§ Your objective
Here are records with pictures in them. Copy all of them exactly and leave the pictures out.

[Collected data entries]
=====

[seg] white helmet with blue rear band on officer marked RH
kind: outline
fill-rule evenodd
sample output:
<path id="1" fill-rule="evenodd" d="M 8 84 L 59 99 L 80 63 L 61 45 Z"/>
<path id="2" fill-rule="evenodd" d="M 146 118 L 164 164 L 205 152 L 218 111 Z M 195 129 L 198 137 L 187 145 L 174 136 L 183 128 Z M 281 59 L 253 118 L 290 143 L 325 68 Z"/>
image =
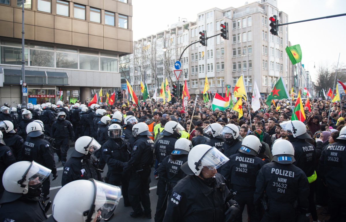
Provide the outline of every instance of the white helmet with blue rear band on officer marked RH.
<path id="1" fill-rule="evenodd" d="M 246 138 L 246 137 L 245 137 Z M 292 164 L 294 159 L 294 147 L 288 140 L 276 140 L 272 148 L 273 161 L 279 164 Z"/>

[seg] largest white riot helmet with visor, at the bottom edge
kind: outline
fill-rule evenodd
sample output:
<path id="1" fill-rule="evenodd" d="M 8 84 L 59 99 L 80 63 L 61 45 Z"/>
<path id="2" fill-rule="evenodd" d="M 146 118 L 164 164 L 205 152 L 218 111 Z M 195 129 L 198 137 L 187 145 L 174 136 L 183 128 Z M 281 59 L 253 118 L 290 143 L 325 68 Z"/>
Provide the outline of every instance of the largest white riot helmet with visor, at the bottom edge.
<path id="1" fill-rule="evenodd" d="M 53 201 L 47 222 L 108 220 L 121 197 L 121 189 L 94 179 L 72 181 L 63 186 Z M 98 217 L 98 213 L 101 213 Z M 53 219 L 54 218 L 54 219 Z"/>

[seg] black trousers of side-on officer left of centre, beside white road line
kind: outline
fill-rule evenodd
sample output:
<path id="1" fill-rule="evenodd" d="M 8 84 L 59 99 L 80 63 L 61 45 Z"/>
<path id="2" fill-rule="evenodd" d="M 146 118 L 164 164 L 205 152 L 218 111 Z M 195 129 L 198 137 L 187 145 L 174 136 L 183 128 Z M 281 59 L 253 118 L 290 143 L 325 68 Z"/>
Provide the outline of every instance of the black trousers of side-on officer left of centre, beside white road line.
<path id="1" fill-rule="evenodd" d="M 151 213 L 150 197 L 149 197 L 149 176 L 151 168 L 145 168 L 141 172 L 132 172 L 130 176 L 128 196 L 132 209 L 136 214 L 142 213 L 142 201 L 145 214 Z"/>

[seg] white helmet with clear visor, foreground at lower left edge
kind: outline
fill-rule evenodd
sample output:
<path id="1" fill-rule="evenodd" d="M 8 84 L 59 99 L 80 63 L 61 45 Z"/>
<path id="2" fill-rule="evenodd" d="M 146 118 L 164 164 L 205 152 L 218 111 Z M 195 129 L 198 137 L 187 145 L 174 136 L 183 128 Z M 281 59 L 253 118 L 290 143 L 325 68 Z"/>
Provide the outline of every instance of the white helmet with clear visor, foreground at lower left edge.
<path id="1" fill-rule="evenodd" d="M 30 188 L 39 187 L 51 172 L 52 170 L 35 161 L 19 161 L 7 167 L 2 176 L 2 184 L 12 194 L 12 198 L 17 200 L 22 194 L 27 194 Z"/>

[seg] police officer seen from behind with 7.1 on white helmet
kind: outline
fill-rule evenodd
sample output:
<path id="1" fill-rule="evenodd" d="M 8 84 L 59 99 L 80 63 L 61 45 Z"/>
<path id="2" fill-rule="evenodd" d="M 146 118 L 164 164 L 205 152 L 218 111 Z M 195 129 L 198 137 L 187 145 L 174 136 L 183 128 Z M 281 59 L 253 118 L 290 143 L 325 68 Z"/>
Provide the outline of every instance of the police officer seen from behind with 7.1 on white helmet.
<path id="1" fill-rule="evenodd" d="M 26 127 L 28 137 L 22 146 L 22 160 L 35 161 L 52 170 L 53 181 L 58 177 L 51 144 L 43 139 L 42 126 L 38 122 L 30 122 Z M 51 182 L 48 179 L 43 183 L 43 196 L 47 200 Z"/>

=====

§ Answer section
[seg] white helmet with blue rear band on officer marked RH
kind: outline
fill-rule evenodd
sample output:
<path id="1" fill-rule="evenodd" d="M 8 84 L 59 99 L 80 63 L 61 45 Z"/>
<path id="2" fill-rule="evenodd" d="M 146 118 L 164 164 L 205 152 L 218 111 Z M 195 129 L 198 137 L 187 145 L 174 136 L 183 128 Z M 281 59 L 253 118 L 290 143 L 325 68 Z"/>
image =
Provide the outline of every instance of the white helmet with blue rear band on officer marked RH.
<path id="1" fill-rule="evenodd" d="M 246 138 L 246 137 L 245 137 Z M 292 164 L 294 159 L 294 147 L 288 140 L 276 140 L 272 148 L 273 161 L 279 164 Z"/>

[seg] largest white riot helmet with visor, at the bottom edge
kind: outline
fill-rule evenodd
sample output:
<path id="1" fill-rule="evenodd" d="M 8 84 L 59 99 L 80 63 L 61 45 Z"/>
<path id="2" fill-rule="evenodd" d="M 146 118 L 164 164 L 205 152 L 218 111 Z M 195 129 L 198 137 L 187 145 L 174 136 L 183 128 Z M 281 59 L 253 118 L 290 143 L 325 68 Z"/>
Provide the outline of every instance of the largest white riot helmet with visor, at the bottom edge.
<path id="1" fill-rule="evenodd" d="M 53 201 L 47 222 L 108 220 L 121 197 L 121 189 L 94 179 L 72 181 L 63 186 Z M 98 217 L 98 213 L 101 213 Z M 53 219 L 54 218 L 54 219 Z"/>

[seg] black trousers of side-on officer left of centre, beside white road line
kind: outline
fill-rule evenodd
sample output:
<path id="1" fill-rule="evenodd" d="M 8 84 L 59 99 L 80 63 L 61 45 Z"/>
<path id="2" fill-rule="evenodd" d="M 146 118 L 164 164 L 205 152 L 218 111 Z M 195 129 L 198 137 L 187 145 L 174 136 L 183 128 Z M 281 59 L 253 118 L 290 143 L 325 68 Z"/>
Provide the outline of every instance of the black trousers of side-on officer left of centre, beside white road line.
<path id="1" fill-rule="evenodd" d="M 151 213 L 150 197 L 149 197 L 149 176 L 151 168 L 145 168 L 141 172 L 132 172 L 130 176 L 128 196 L 132 209 L 136 214 L 142 213 L 142 201 L 145 214 Z"/>

[seg] white helmet with clear visor, foreground at lower left edge
kind: outline
fill-rule evenodd
sample output:
<path id="1" fill-rule="evenodd" d="M 8 84 L 59 99 L 80 63 L 61 45 Z"/>
<path id="2" fill-rule="evenodd" d="M 146 118 L 164 164 L 205 152 L 218 111 Z M 195 129 L 198 137 L 187 145 L 174 136 L 183 128 Z M 281 59 L 253 118 L 290 143 L 325 68 Z"/>
Provide the outline of every instance of the white helmet with clear visor, foreground at lower left edge.
<path id="1" fill-rule="evenodd" d="M 30 188 L 39 187 L 51 172 L 52 170 L 35 161 L 19 161 L 7 167 L 2 176 L 2 184 L 12 194 L 12 198 L 17 200 L 22 194 L 27 194 Z"/>

[seg] police officer seen from behind with 7.1 on white helmet
kind: outline
fill-rule evenodd
sample output:
<path id="1" fill-rule="evenodd" d="M 8 84 L 59 99 L 80 63 L 61 45 Z"/>
<path id="2" fill-rule="evenodd" d="M 146 118 L 164 164 L 205 152 L 218 111 Z M 195 129 L 198 137 L 187 145 L 174 136 L 183 128 Z M 281 59 L 253 118 L 290 143 L 325 68 Z"/>
Provide the outline of every instance of the police officer seen from behind with 7.1 on white helmet.
<path id="1" fill-rule="evenodd" d="M 26 127 L 28 137 L 22 146 L 22 160 L 35 161 L 52 170 L 53 181 L 58 177 L 51 144 L 43 139 L 42 126 L 38 122 L 30 122 Z M 51 182 L 48 179 L 43 183 L 43 196 L 47 200 Z"/>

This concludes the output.